Task material Start Marker

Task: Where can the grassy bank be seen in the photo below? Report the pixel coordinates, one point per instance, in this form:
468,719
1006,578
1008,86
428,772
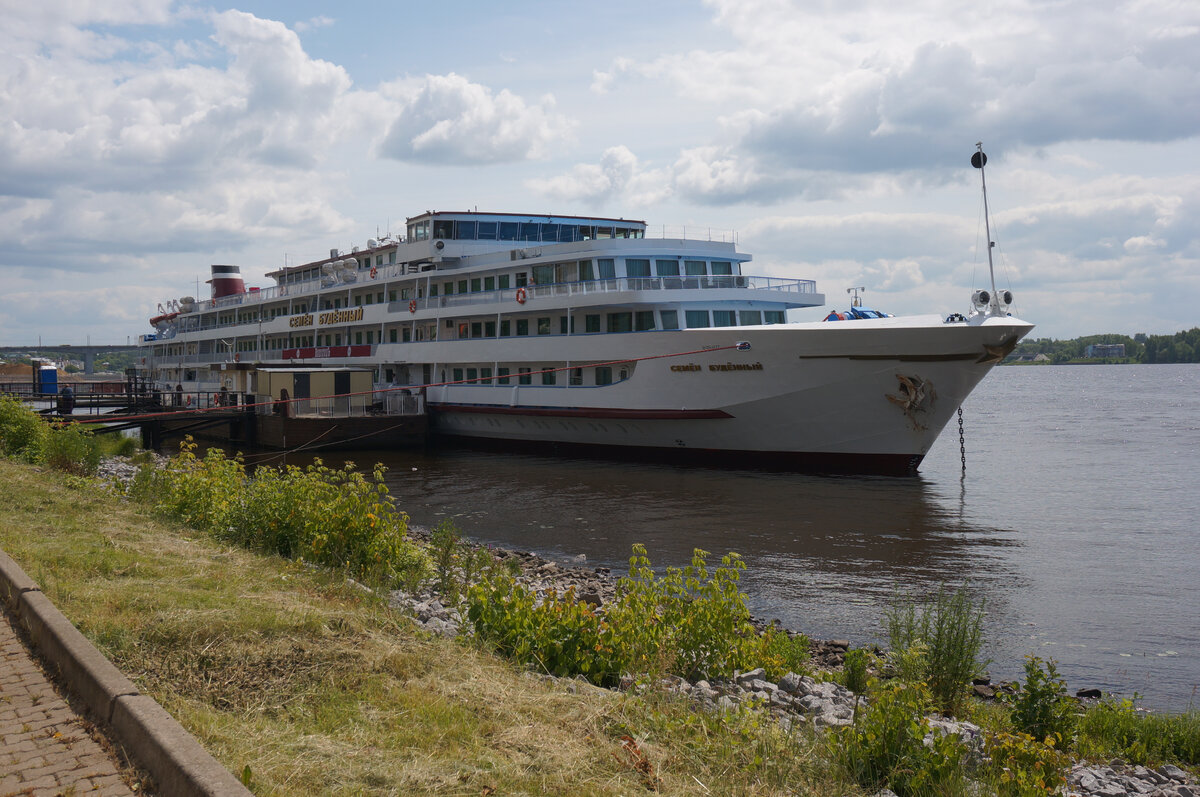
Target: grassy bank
310,685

Task material End Marker

** Task prompt **
The data must be printed exactly, image-free.

** Problem solution **
Task: Where can the grassy bank be seen in the photo below? Report the pixel coordinates, one point per instance, in this form:
468,719
1006,578
1008,86
428,772
Target: grassy bank
310,685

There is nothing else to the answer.